• [RECORD EXTRACTS]
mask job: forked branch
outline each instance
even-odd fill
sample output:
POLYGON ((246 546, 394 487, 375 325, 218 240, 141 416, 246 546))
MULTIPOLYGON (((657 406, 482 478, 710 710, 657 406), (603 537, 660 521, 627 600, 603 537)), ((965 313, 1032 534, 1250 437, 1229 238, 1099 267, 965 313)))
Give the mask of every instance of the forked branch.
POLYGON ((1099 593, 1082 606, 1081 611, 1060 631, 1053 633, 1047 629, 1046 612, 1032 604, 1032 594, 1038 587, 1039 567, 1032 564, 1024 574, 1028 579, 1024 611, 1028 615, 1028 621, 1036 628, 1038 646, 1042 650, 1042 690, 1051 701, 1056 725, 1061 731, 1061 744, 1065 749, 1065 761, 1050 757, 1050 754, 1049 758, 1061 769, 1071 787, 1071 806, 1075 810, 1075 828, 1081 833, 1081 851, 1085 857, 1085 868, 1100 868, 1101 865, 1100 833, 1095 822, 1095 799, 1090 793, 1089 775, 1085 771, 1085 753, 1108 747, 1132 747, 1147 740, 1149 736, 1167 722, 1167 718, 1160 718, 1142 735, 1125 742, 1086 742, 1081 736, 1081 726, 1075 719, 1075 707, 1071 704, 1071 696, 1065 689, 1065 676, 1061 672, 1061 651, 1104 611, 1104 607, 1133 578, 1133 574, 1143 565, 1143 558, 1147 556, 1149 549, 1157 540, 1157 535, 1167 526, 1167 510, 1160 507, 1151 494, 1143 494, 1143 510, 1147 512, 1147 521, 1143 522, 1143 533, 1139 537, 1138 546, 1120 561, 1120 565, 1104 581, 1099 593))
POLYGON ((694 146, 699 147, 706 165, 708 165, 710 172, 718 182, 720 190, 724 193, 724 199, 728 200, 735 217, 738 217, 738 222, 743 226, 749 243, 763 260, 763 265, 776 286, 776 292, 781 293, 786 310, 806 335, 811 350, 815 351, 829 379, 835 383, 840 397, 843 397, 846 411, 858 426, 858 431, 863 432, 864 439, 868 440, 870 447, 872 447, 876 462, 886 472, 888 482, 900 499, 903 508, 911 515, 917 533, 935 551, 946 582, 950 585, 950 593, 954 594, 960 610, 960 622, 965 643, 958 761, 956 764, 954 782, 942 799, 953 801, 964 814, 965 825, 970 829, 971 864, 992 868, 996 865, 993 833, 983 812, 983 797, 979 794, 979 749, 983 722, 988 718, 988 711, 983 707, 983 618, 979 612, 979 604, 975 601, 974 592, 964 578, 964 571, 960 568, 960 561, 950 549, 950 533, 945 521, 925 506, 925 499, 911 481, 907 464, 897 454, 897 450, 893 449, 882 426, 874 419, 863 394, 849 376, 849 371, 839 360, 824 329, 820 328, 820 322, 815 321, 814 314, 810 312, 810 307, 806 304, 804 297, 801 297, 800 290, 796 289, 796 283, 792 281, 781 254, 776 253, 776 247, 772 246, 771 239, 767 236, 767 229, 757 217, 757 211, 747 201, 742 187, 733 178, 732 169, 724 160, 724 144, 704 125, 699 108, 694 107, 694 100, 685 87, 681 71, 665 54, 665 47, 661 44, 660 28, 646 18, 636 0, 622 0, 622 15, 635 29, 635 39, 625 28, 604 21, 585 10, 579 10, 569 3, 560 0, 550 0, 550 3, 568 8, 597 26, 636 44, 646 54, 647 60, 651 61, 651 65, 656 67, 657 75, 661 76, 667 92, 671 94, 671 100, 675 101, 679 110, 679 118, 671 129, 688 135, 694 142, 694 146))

• [WHAT THIS TASK INVOLVES]
Return unchanged the part of the data that runs from its start through the line containing "Give the mask", both ends included.

• [OUTPUT FOR THIS EXERCISE]
mask job: forked branch
outline each instance
even-odd fill
sample output:
POLYGON ((246 546, 394 487, 375 325, 218 240, 141 416, 246 546))
MULTIPOLYGON (((657 406, 482 478, 710 710, 657 406), (603 537, 660 521, 627 600, 603 537)), ((965 313, 1032 534, 1250 437, 1229 238, 1099 267, 965 313)))
Give the mask of every instance of the forked branch.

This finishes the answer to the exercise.